Top of PAGE EXTRACT

Daniel Kalder had a review in the TLS a while back of Lawrence Wright’s God Save Texas. The full text is on Kalder’s own website.
Entertainingly, while the review itself mixes caveats with somewhat snarky praise (“God Save Texas is a fine, engaging account of the Texas inhabited by an urbane, well-connected gentleman journalist.”) , the summary in Kalder’s email newsletter (which you can subscribe to here) is more concisely dismissive:
No poor people, please, I write for The New Yorker
Last time, I shared an article I wrote for the TLS. Well, here’s another by golly.
It’s a review of a book entitled God Save Texas, in which a bourgeois journalist named Lawrence Wright (a contributor to The New Yorker) heroically namedrops his way around Texas, visiting the big cities and some picturesque small towns while studiously avoiding all contact with members of the lower orders. My personal highlight is the bit when he leaps to the defense of his erstwhile neighbor, Matthew McConaughey, to give us the real story behind that widely reported alleged naked bongo incident from 19 years ago.
Short version: If you like books by gentry liberals for whom no amount of success can assuage their status anxiety then God Save Texas is for you.
Long version (but not that long, I promise you) can be read here.
I also liked his newsletter review of the recent “reboot” (dread phrase) of The Predator”
Nothing to do with anything: 1$ cinema club
Today I would like to introduce a new feature, $1 cinema club, which may or may not ever be repeated again. The concept is simple: in $1 cinema club I will review a film which I have watched at the discount cinema in Round Rock, Texas. This is a place I like to visit on Wednesday nights, when it is all but abandoned except for myself and other connoisseurs of nocturnal ennui. In each review I will pose and answer the question: Was that crap film I just watched even worth a dollar? If not, how much of a dollar was it worth? It’s a bit like the thumbs up/thumbs down metric of Siskel & Ebert but more scientific.
The subject of this review is Shane Black’s recent reboot of the Predator franchise, named simply The Predator. Having seen the original as an impressionable teen I was optimistic that they would do the right thing and make a very violent film that didn’t require you to think too much, preferably starring Jason Statham, who might deliver a kung-fu kick to the alien or kill it with a spoon, like he did the bad guys in the otherwise thoroughly unnecessary film Redemption.
Alas, what I got instead was an ill considered buddy movie that fused Predator DNA with the A-Team TV show and which starred the Macauley Culkin-looking fake tough guy from Narcos and a bunch of other humans pretending to be soldiers. As the film dragged on, I was seized first by boredom, then irritation, then a sense of wonder: how could you take such a simple, pure concept and make something worse even than Aliens Vs Predator: Requiem?

Bottom of PAGE EXTRACT
Top of PROVIDED INFORMATION

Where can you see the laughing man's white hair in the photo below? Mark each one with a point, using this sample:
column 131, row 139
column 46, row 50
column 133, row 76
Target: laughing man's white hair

Bottom of PROVIDED INFORMATION
Top of PROVIDED INFORMATION

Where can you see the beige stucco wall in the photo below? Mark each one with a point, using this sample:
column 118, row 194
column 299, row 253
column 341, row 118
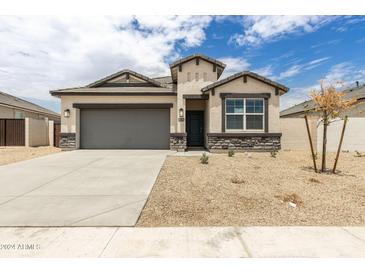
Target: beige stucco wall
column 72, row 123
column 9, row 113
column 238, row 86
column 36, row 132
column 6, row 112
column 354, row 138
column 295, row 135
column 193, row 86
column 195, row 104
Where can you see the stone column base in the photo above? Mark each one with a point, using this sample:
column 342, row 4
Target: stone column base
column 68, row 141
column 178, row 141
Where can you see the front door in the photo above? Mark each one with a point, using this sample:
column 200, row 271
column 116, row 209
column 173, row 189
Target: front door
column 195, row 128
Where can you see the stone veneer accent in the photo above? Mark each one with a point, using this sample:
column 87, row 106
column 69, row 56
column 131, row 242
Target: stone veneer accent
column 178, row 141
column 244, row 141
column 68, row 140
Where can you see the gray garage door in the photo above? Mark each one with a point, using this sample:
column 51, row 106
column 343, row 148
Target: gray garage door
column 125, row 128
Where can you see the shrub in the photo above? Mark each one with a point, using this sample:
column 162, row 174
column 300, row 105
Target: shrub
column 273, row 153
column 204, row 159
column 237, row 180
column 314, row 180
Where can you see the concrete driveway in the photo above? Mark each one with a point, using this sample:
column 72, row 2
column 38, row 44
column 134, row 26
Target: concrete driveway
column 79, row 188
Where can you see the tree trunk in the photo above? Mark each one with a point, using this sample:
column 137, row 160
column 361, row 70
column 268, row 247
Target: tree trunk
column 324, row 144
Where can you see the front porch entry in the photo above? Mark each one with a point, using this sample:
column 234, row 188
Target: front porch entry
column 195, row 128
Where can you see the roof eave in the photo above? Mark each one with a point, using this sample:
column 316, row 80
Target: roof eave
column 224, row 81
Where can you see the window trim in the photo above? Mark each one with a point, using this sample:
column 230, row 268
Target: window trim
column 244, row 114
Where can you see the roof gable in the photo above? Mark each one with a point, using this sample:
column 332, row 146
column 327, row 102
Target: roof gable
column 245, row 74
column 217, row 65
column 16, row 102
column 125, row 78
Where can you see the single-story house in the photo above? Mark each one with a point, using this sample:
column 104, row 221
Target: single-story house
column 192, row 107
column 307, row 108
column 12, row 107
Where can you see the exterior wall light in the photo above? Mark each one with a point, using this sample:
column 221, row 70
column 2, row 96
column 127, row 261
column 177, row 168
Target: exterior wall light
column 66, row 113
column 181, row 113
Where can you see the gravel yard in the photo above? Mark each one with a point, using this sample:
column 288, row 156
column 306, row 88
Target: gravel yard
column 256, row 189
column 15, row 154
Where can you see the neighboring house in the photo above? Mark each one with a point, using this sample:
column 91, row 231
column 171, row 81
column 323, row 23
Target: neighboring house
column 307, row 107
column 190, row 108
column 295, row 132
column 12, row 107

Bottom of PROVIDED INFORMATION
Top of PROVIDED INFORMATION

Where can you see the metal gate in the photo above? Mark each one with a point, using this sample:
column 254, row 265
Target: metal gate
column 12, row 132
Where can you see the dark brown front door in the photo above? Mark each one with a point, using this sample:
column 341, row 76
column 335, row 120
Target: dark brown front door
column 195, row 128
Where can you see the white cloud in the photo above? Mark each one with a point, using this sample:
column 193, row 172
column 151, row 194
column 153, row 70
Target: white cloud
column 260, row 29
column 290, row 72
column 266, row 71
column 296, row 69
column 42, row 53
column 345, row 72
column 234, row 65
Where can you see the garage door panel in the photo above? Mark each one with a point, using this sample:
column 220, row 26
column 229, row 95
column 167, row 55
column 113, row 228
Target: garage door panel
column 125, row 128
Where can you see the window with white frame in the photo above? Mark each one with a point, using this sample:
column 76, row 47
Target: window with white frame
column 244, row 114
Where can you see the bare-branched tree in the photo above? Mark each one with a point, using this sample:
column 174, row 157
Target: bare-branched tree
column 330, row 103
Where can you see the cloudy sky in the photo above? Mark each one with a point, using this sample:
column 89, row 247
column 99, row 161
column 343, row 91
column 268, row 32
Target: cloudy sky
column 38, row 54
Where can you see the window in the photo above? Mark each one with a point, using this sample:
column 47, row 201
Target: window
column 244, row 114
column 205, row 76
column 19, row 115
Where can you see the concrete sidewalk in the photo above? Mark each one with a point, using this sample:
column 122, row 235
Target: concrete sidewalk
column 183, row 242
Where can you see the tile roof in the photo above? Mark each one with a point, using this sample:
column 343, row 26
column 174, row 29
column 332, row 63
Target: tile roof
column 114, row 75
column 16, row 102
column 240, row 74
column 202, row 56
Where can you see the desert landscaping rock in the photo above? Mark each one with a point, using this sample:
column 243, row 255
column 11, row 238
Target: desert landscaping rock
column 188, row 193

Bottom of PROVIDED INFORMATION

REQUIREMENT 1: In the Kalder extract, rewrite the passage from "It’s a review" to "be read here.", renaming "God Save Texas" as "the Texas book".
REQUIREMENT 2: According to the Kalder extract, why was Kalder optimistic before watching The Predator?
REQUIREMENT 3: Turn the paragraph of the Kalder extract that begins "Today I would like to introduce a new feature" into a bulleted list that keeps its main facts.

TASK RESPONSE 1:
It’s a review of a book entitled the Texas book, in which a bourgeois journalist named Lawrence Wright (a contributor to The New Yorker) heroically namedrops his way around Texas, visiting the big cities and some picturesque small towns while studiously avoiding all contact with members of the lower orders. My personal highlight is the bit when he leaps to the defense of his erstwhile neighbor, Matthew McConaughey, to give us the real story behind that widely reported alleged naked bongo incident from 19 years ago.
Short version: If you like books by gentry liberals for whom no amount of success can assuage their status anxiety then the Texas book is for you.
Long version (but not that long, I promise you) can be read here.

TASK RESPONSE 2: Kalder had seen the original Predator as an impressionable teen. That left him hoping the reboot would be a very violent film that didn't require much thinking.

TASK RESPONSE 3:
- Kalder introduces a new feature, $1 cinema club, which may or may not be repeated.
- Each installment reviews a film he watched at the discount cinema in Round Rock, Texas.
- He likes to go there on Wednesday nights, when it is nearly empty except for himself and other "connoisseurs of nocturnal ennui."
- Each review asks whether the film was worth a dollar and, if not, how much of a dollar it was worth.
- He likens this to Siskel & Ebert's thumbs up/thumbs down metric but calls it more scientific.